> **GOAL**
Extract every line of the entries below and reproduce each one word for word, in its original order.

> **MATERIALS PROVIDED**
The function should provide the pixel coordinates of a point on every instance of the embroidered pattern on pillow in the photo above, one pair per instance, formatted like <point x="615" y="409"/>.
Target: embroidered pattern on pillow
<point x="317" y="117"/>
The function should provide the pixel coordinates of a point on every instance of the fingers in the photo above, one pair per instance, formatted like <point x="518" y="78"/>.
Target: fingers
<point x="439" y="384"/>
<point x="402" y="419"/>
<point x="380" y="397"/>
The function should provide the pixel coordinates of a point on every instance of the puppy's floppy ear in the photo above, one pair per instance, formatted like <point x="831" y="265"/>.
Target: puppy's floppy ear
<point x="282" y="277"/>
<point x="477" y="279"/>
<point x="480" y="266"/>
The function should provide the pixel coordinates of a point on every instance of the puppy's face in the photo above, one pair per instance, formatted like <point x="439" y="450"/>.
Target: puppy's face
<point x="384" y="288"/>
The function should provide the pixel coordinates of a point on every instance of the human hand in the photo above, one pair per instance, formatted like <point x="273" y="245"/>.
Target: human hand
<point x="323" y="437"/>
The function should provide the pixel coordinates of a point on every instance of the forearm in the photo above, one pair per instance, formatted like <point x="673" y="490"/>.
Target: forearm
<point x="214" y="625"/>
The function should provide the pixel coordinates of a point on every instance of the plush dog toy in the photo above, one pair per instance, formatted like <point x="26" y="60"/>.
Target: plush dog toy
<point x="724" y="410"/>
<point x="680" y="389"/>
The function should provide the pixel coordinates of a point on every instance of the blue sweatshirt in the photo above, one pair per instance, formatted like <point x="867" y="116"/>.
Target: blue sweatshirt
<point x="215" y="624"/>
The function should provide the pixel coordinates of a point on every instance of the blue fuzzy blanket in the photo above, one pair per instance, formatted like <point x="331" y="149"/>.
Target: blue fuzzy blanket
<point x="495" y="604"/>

> **RESULT FOR THIS TASK**
The function should provide the pixel coordinates of a point on every instance of the embroidered pattern on pillow in the photo above, one pair per instance, formatted like <point x="615" y="409"/>.
Target: embroidered pattern on pillow
<point x="317" y="117"/>
The function should provide the pixel coordinates of a point on every instance of the fingers in the photo above, one pair per instance, formatted like <point x="518" y="78"/>.
Target: fingers
<point x="439" y="384"/>
<point x="402" y="419"/>
<point x="380" y="397"/>
The function should provide the pixel coordinates of a point on every instance of the puppy's floppy ear in the photo above, one pair per instance, formatted like <point x="831" y="265"/>.
Target: puppy's floppy ear
<point x="282" y="277"/>
<point x="477" y="279"/>
<point x="480" y="266"/>
The function should provide the pixel coordinates of a point on every instance of the puppy's face in the photo above, one pair per instance, formatted like <point x="439" y="450"/>.
Target: puppy's face
<point x="384" y="288"/>
The function should provide the pixel coordinates of a point on every instance of the human hand in the photo above, one pair per instance, formatted like <point x="273" y="245"/>.
Target: human hand
<point x="323" y="437"/>
The function should provide the pixel coordinates of a point on every instance of the forearm in the photo above, one pair per instance, formatted like <point x="673" y="490"/>.
Target: forearm
<point x="214" y="625"/>
The function should provide the pixel coordinates of a point on every instance of the plush dog toy in the photo above, one pair per instance, formatted like <point x="26" y="60"/>.
Target: plush dog toy
<point x="724" y="410"/>
<point x="680" y="389"/>
The function should provide the pixel coordinates of a point on every instance of the blue sweatshirt in the photo above, one pair per instance, formatted like <point x="867" y="116"/>.
Target: blue sweatshirt
<point x="215" y="624"/>
The function should provide the pixel coordinates of a point on every instance of the blue fuzzy blanket in the photo above, one pair per instance, formatted like <point x="331" y="149"/>.
Target: blue fuzzy blanket
<point x="495" y="604"/>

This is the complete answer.